**Problem requirements**
Reproduce the stretch of the listing from the line containing "point: brown and" through the end of the listing, word for word, leaving out any pictures.

**Given records**
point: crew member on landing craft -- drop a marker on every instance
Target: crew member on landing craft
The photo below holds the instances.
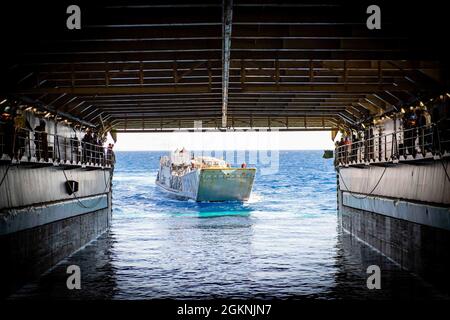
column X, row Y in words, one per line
column 40, row 140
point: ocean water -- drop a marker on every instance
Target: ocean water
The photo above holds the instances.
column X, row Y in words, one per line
column 285, row 242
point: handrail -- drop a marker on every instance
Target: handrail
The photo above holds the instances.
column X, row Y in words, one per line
column 404, row 144
column 42, row 147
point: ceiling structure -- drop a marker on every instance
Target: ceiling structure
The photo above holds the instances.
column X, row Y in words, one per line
column 223, row 64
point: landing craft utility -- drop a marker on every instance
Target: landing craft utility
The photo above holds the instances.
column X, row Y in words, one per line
column 204, row 178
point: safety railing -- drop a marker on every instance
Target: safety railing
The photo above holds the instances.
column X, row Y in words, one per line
column 25, row 146
column 427, row 142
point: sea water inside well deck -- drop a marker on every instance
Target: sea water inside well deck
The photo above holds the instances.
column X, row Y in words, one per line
column 285, row 242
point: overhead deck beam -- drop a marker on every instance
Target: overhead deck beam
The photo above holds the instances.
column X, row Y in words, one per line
column 117, row 90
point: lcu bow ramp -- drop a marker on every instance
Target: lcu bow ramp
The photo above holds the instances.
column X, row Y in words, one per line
column 204, row 178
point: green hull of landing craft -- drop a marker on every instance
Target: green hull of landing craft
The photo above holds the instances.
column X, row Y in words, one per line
column 225, row 184
column 204, row 178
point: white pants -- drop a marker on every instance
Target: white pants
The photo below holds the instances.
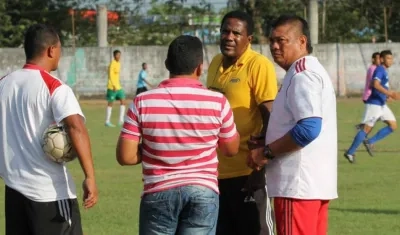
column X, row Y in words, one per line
column 375, row 112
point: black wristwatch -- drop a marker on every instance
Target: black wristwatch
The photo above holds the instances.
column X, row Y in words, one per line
column 268, row 153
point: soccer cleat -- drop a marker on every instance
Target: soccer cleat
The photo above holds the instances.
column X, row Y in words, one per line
column 109, row 124
column 368, row 146
column 350, row 158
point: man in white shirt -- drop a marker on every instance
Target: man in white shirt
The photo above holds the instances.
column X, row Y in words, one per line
column 40, row 194
column 301, row 141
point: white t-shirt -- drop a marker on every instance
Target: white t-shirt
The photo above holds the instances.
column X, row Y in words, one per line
column 310, row 173
column 30, row 100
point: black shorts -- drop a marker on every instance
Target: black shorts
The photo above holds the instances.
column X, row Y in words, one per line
column 141, row 90
column 244, row 213
column 26, row 217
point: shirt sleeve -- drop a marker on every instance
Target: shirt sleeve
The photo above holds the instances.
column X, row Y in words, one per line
column 379, row 74
column 131, row 128
column 304, row 95
column 228, row 128
column 263, row 81
column 64, row 103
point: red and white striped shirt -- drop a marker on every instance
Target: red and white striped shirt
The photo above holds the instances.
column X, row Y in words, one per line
column 181, row 123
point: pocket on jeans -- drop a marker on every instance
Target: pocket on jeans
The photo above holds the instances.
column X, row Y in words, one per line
column 204, row 210
column 155, row 216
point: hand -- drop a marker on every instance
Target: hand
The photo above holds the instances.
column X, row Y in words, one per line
column 394, row 95
column 256, row 159
column 90, row 193
column 255, row 142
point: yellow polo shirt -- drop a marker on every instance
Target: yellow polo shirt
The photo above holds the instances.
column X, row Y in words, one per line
column 246, row 84
column 113, row 76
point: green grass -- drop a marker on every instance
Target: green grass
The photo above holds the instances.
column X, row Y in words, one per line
column 369, row 192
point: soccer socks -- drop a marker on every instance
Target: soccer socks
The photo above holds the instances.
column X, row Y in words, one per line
column 382, row 133
column 108, row 116
column 121, row 113
column 358, row 139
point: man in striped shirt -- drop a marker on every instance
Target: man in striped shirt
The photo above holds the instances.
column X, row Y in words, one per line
column 180, row 123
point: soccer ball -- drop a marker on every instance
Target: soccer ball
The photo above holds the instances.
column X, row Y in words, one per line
column 57, row 144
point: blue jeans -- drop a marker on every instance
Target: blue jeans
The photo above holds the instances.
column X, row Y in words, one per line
column 186, row 210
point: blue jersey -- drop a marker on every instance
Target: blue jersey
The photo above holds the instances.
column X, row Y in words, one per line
column 376, row 97
column 142, row 76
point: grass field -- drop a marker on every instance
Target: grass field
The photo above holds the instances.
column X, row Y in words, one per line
column 369, row 191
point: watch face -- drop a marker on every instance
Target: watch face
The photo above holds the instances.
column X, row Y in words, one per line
column 268, row 153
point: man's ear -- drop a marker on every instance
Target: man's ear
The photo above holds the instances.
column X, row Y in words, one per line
column 303, row 41
column 50, row 51
column 250, row 38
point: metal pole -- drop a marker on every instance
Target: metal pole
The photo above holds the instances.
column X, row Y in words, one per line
column 102, row 26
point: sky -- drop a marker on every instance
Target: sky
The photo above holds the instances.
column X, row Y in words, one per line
column 217, row 4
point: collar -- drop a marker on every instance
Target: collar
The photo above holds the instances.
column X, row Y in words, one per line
column 180, row 82
column 33, row 66
column 242, row 59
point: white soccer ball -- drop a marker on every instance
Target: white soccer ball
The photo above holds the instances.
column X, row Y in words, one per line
column 57, row 144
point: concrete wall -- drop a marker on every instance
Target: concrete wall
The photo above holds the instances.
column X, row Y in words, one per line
column 86, row 69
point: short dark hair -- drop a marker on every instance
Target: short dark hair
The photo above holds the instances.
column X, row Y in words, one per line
column 116, row 52
column 243, row 16
column 185, row 54
column 375, row 54
column 290, row 19
column 38, row 38
column 385, row 53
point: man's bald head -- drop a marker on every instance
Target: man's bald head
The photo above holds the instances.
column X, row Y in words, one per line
column 299, row 26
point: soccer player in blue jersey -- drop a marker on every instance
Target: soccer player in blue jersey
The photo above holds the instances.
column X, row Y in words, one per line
column 376, row 108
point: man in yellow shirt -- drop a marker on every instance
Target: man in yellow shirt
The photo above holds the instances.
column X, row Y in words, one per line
column 248, row 81
column 114, row 89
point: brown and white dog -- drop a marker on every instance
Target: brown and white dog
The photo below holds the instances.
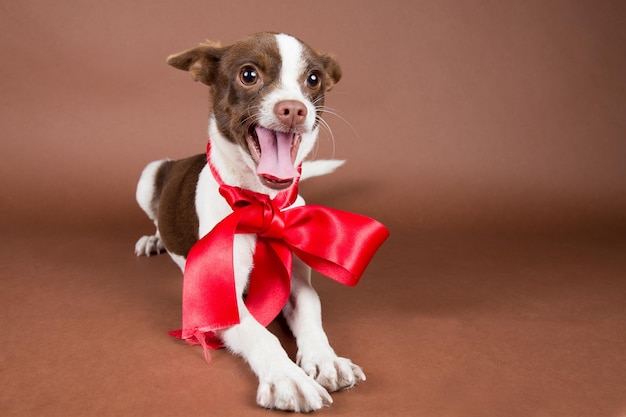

**Task output**
point: brown and white dog -- drop a marker on every instance
Target: brown and white dog
The photo below holds the instances.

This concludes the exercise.